## Parts of the exercise
1) Transcribe the passage on tax cuts and the economy word for word, from "4. While economists" to "stands as counterfactual.".
2) Pick up the passage on tax cuts and the economy after its last sentence and write what comes next.

1. Just when it seemed that mainstream economists were going to have to reinvent Keynes, based on the lessons of the past few years, lessons indicating that a bull market cannot last forever and that capitalism remains boom and bust, with the only the intensity of hardship changing, the entire scene was eclipsed. The world has been catapulted into hyper-reality, with a welter of legislation, covert and overt operations vainly attempting the suspension of a system gone bust. In the name of fighting terrorism, corporate giveaways, hefty tax cuts and the "benign" neglect of the lowest 40 percent of income earners rule the day. What signifies the post-real condition of the present politic is that the pretense that these reforms are for the nation writ large -- or, as is sometimes gloriously maintained, for the workers -- is all but worn away and it seems to matter little.

Seven, Maybe Ten, Degrees of Separation

2. Grover Norquist, the "field marshal" of the Bush Tax Plan wants "to cut government in half in twenty-five years . . . to get it down to the size where we can drown it in the bathtub."2 Norquist explained that after the Spring 2001 tax cuts Bush would come back for more in 2002 by giving tax breaks to special interests, which could be promoted, say, in the name of "international competitiveness." Fortunately for Norquist, the one-size-fits-all solution simply meant that what would have been pushed in the name of "international competitiveness" in the best of times, would be pushed in the name of "economic stimulus" in the worst.

3. Beginning with the work of noted economist Dale Jorgenson in the 1960s, economists have consistently found that the cost of capital plays a small role in determining investment; the much bigger player is sales growth. While capitalists have access to economic surplus, and they would normally seek to ensure the enhancement of their wealth through investment of capital goods and new productivity, they will not seek this investment if production is already operating at overcapacity. Without the prospects for increased growth of sales domestically and abroad, business has no reason to undertake risky investment. Therefore, tax cuts that are normally touted for their supply-side effects are inappropriate for short-term stimulus because they do not directly address the current problem of the economy's short-term inability to use its existing capacity to produce goods and services. Tax cuts scheduled for the future actually exert a negative effect on the economy in the short run by immediately raising long-term interest rates and thereby increasing the cost of business investment and home mortgages. Interest rate adjustments also gloss over the economy's principal problem: a consumption shortage, with a total demand gap estimated at $400 to $500 billion. This lowered demand implies a shrinking GDP, lay-offs and bankruptcies while increasing the likelihood of global dumping.

4. While economists scratch their heads looking for ways to resurrect the economy, Tom Delay (R-Texas) knows just what to do. Delay connects the dots of economic growth: tax breaks, like lowering capital gains, will stimulate the economy, will put more capital in the markets, which means there are more jobs, which means that there are more people paying taxes, which means there is more revenue coming into government.3 Bush goes even further in his reductionist approach, explaining that tax cuts are good for the people affected by 9-11 and entrepreneurs: it encourages investment; it encourages employment.4 According to Delay and Bush, the fact that tax cuts for the rich will result in jobs for the poor is a no-brainer; it is only the historical record that stands as counterfactual.

## Dataset rows
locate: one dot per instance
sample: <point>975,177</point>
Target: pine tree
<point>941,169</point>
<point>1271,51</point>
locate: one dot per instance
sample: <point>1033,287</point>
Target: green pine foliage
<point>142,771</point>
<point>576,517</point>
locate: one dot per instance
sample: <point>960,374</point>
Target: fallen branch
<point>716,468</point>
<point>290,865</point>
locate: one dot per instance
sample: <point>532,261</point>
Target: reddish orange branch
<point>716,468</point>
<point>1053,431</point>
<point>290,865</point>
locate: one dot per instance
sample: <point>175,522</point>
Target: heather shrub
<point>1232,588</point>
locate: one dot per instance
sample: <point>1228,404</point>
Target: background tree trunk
==
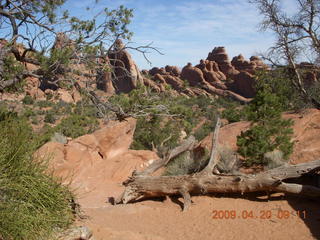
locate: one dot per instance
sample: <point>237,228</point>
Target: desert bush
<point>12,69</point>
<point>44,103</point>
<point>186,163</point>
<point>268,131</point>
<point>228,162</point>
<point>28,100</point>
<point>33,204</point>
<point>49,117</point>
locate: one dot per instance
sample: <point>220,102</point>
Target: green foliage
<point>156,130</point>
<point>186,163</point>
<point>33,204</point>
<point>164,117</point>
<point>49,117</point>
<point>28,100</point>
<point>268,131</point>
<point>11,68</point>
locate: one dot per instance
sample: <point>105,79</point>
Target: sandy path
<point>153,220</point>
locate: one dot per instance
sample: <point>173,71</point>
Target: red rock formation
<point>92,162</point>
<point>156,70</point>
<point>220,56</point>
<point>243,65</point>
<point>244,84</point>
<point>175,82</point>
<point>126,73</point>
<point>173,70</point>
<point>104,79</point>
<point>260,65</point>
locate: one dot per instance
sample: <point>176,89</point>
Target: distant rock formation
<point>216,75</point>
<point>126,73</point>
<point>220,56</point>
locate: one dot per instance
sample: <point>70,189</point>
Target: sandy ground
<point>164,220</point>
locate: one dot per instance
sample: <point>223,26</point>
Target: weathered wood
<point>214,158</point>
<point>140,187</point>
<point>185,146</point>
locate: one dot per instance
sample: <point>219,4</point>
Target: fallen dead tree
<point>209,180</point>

## Task answers
1)
4. While economists scratch their heads looking for ways to resurrect the economy, Tom Delay (R-Texas) knows just what to do. Delay connects the dots of economic growth: tax breaks, like lowering capital gains, will stimulate the economy, will put more capital in the markets, which means there are more jobs, which means that there are more people paying taxes, which means there is more revenue coming into government.3 Bush goes even further in his reductionist approach, explaining that tax cuts are good for the people affected by 9-11 and entrepreneurs: it encourages investment; it encourages employment.4 According to Delay and Bush, the fact that tax cuts for the rich will result in jobs for the poor is a no-brainer; it is only the historical record that stands as counterfactual.

2)
5. The original post 9-11 Economic Security and Recovery Act, which passed the House in November to go on to become The Job Creation and Worker Assistance Act of 2002, in many ways resembled the Spring 2001 tax cut plan. That is, both pushed the GOP line of more tax cuts for the highest 30 percent of the population and corporate giants. In addition to recommending the permanent repeal of the estate tax, the President proposed accelerating implementation of the 25 percent income tax rate, allowing much larger depreciation deductions for business, modifying the Corporate Alternative Minimum Tax, and extending tax breaks for financial corporations overseas. According to the Congressional Budget Office (CBO), none of these proposals would have generated short-term stimulus, as was needed to promote consumer spending. At far remove from short-term stimulus, the CBO concluded that the acceleration of the 25 percent income tax rate would not only fail as stimulus, but it would only benefit the top quarter of tax filers.5 Similarly, modifying the Corporate Alternative Minimum Tax would mean that many companies would pay zero federal income tax in perpetuity -- a loss of more than $12 billion in revenue next year alone. It would also be an enormous cost to government, as it called for a $25 billion refund to corporations for tax paid in the last fifteen years. Equally untenable was the proposal to extend tax breaks for financial corporations overseas, whereby 96 percent of the $9 billion tax benefits/loss would come in the years following 2002.6 Although the depreciation deductions for business could have worked as short-term stimulus, its potential was quickly undermined when it included the extension of depreciation provisions for three years rather than one, detracting from the likelihood of immediate investment.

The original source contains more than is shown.